--- Study text ---
╔══
[volt-nuts] LTZ1000 at higher currents

Andreas Jahn Andreas_-_Jahn at t-online.de
Wed Oct 19 19:08:26 UTC 2011


Just some thoughts:

if you increase the zener current you have
to increase temperature setpoint of the heater.
Otherwise the temperature regulation will
be bad. You need to have a temperature stability of
0.001 K on the zener to get the 0.05ppm/K
temperature gradient.

The "Pickering patent" changes the temperature
setpoint of the heater not the zener current.

Although there is no direct prohibition,
all diagrams are ending at 5mA.
And if there would be a significant improvement
at higher currents then HP would have used this
in his 3458A. The only thing they did is changeing
the 120 Ohms to 111 Ohms. On my reference
I have about 3.8 mA with the 120 Ohms.
╚══
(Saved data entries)
╔══
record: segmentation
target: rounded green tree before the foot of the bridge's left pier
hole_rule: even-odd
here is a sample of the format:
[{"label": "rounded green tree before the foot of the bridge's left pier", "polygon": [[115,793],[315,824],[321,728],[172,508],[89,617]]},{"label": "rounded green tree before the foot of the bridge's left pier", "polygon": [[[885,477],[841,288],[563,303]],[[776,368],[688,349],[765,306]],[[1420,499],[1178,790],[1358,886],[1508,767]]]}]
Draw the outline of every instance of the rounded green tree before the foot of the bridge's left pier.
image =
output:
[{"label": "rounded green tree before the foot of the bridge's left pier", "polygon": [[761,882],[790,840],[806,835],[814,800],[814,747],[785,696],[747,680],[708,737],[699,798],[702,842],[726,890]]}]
╚══
╔══
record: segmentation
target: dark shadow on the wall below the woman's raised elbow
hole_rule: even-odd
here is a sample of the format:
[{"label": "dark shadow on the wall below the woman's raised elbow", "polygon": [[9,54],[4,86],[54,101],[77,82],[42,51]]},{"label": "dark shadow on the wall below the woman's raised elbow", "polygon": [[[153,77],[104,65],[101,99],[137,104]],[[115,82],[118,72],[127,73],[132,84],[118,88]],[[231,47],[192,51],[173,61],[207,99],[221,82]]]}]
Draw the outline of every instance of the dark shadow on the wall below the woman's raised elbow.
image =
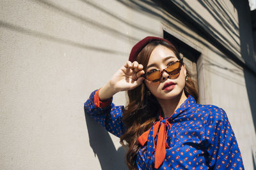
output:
╚══
╔══
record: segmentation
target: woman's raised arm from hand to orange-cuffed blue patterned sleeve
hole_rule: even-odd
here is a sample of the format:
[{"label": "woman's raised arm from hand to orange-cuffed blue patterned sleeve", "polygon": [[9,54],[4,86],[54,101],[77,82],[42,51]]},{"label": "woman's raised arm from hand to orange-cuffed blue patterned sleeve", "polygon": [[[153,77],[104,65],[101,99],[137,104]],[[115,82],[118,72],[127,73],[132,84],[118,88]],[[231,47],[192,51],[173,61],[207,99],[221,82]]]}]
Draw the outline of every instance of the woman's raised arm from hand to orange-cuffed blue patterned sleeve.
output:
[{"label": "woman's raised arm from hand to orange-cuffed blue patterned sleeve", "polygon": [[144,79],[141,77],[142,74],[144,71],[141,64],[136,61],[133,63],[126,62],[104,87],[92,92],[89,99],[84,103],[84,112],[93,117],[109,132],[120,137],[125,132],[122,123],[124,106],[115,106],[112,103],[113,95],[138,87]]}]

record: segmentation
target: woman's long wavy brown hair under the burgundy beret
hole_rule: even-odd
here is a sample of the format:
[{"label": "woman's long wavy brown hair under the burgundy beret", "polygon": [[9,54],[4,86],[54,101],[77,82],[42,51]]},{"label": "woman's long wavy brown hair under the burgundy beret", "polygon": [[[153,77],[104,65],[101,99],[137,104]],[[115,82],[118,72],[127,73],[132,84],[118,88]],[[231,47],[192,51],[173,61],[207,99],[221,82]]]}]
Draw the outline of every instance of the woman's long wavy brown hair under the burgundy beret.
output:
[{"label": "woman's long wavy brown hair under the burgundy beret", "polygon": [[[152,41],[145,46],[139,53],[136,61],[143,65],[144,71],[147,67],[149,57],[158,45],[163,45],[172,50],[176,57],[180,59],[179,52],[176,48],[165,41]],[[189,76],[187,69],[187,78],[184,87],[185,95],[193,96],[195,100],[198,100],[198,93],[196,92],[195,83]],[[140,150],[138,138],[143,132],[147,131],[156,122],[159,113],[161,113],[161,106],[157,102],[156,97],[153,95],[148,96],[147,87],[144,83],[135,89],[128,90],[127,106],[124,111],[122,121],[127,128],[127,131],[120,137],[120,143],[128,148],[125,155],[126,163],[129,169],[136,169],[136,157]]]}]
╚══
--- Task set ---
1. Please transcribe the LTZ1000 post from "Otherwise the temperature" to "temperature gradient.".
2. Pick up the LTZ1000 post after its final sentence and keep writing it.

--- Answers to the exercise ---
1.
Otherwise the temperature regulation will
be bad. You need to have a temperature stability of
0.001 K on the zener to get the 0.05ppm/K
temperature gradient.

2.
With best regards

Andreas



----- Original Message ----- 
From: "John Devereux" <john at devereux.me.uk>
To: <volt-nuts at febo.com>
Sent: Wednesday, October 19, 2011 3:14 PM
Subject: [volt-nuts] LTZ1000 at higher currents


> Hello everyone,
>
> Is there some reason why LTZ1000s are not run at a lot higher current
> than 5mA?
>
> Thermal resistance is 80'C/W, or ~0.5'C/mA. So it would seem OK to run
> it at 10, 20, 30mA before seeing serious problems due to raising the
> temperature too high.
>
> The datasheet noise graph shows a big fall in noise level between 1 and
> 5mA, so this ought to reduce the noise further. I am not sure how far
> down in frequency this improvement continues. On the datasheet the
> "noise gap" widens more and more with lower frequency, does this extend
> to frequencies so low they would be regarded as long term drift?
>
> There is no current limit for the zener that I can see (of course there
> will be one eventually).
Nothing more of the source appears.